What you are asked to do.
Please filter the material below, keeping only the lines that contain the word "white". Treat case as significant.
>> start Rows
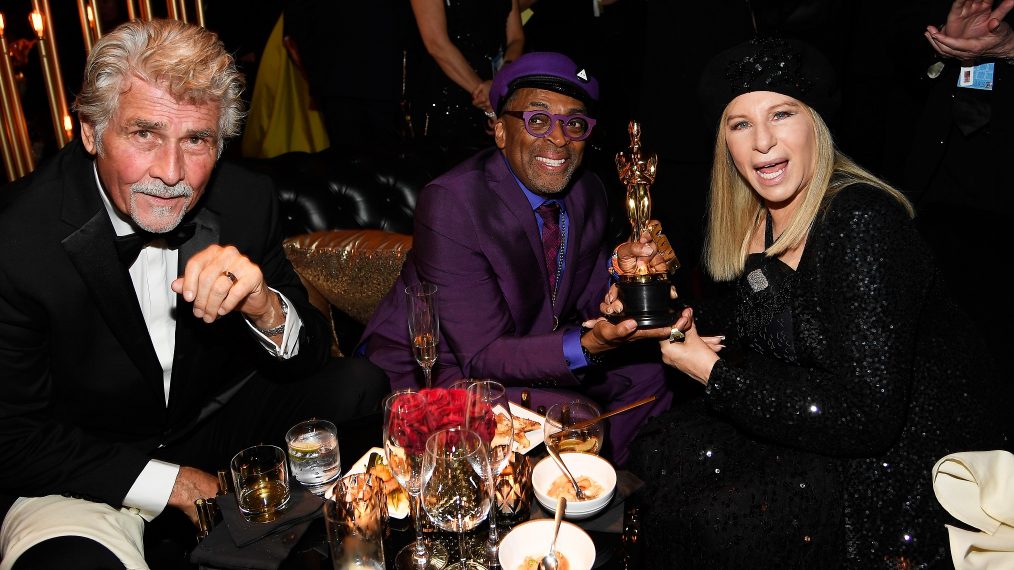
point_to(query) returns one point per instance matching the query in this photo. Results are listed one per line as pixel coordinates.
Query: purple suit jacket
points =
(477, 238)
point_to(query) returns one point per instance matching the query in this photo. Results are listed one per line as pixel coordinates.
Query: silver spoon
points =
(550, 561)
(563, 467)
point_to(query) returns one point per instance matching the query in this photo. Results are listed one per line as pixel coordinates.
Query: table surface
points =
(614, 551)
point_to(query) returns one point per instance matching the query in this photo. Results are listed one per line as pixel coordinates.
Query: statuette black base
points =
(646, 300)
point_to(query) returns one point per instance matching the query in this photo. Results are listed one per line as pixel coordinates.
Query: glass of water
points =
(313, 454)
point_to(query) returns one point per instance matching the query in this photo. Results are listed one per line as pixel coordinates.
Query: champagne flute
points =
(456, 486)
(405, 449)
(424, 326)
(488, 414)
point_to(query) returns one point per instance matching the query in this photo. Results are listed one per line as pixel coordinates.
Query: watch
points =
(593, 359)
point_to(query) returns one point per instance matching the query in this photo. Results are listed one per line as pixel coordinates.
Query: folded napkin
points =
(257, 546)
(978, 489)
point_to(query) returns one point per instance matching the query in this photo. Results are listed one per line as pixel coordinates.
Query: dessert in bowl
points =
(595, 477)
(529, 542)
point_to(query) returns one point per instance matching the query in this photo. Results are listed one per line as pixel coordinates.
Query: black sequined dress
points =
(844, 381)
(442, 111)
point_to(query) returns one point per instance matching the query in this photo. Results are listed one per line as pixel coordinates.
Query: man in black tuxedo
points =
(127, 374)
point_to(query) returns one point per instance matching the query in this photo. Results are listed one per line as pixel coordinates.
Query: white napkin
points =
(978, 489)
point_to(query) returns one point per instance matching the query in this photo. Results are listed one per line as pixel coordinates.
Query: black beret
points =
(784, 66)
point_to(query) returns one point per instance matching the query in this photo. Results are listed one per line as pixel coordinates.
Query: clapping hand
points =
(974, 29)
>> end Rows
>> start Rows
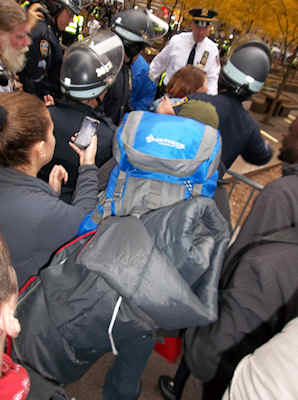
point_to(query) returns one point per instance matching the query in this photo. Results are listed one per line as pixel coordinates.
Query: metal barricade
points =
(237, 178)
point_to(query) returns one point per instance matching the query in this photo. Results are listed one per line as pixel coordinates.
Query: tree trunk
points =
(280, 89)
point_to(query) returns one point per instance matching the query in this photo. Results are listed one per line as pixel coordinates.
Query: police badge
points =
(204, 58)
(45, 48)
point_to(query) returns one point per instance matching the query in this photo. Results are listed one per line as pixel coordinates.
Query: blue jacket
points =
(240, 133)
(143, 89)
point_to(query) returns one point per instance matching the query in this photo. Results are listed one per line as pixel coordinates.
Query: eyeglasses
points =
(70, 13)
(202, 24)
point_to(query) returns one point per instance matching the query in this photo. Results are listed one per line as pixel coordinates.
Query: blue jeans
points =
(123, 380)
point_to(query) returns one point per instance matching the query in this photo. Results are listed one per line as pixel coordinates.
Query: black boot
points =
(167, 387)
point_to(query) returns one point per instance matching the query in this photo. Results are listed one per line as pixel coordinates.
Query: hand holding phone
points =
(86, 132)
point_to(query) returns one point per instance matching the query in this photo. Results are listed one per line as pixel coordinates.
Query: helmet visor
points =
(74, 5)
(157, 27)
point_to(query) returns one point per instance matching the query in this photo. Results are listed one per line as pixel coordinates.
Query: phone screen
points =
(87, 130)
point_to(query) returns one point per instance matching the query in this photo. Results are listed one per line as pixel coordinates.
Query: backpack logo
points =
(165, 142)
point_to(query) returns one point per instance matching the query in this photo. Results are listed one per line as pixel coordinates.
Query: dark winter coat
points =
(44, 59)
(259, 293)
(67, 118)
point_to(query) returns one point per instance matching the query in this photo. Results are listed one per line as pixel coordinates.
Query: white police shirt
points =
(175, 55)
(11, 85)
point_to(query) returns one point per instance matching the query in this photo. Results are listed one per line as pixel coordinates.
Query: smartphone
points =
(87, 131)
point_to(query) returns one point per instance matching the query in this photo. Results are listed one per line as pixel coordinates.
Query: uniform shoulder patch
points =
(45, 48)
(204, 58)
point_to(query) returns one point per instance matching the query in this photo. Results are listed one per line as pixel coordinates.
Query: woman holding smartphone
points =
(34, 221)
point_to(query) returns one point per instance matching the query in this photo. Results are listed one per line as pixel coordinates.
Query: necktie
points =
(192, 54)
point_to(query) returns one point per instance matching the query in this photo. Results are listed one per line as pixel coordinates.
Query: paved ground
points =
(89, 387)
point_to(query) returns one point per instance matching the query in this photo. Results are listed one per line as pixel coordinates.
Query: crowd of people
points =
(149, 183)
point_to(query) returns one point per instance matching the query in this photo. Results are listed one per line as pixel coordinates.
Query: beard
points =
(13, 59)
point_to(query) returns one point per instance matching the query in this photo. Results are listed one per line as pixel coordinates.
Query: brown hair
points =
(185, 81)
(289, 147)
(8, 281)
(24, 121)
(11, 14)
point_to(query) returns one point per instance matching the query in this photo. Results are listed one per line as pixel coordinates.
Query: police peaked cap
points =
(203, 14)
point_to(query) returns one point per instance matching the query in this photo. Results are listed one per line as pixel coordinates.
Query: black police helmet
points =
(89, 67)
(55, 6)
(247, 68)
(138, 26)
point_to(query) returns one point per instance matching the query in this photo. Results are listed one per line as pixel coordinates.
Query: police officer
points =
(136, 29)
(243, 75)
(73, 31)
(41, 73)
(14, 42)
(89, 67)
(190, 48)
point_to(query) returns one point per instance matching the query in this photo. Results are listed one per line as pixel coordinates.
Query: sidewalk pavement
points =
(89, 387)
>> end Rows
Result of the exercise.
Query: white napkin
Query: white police shirt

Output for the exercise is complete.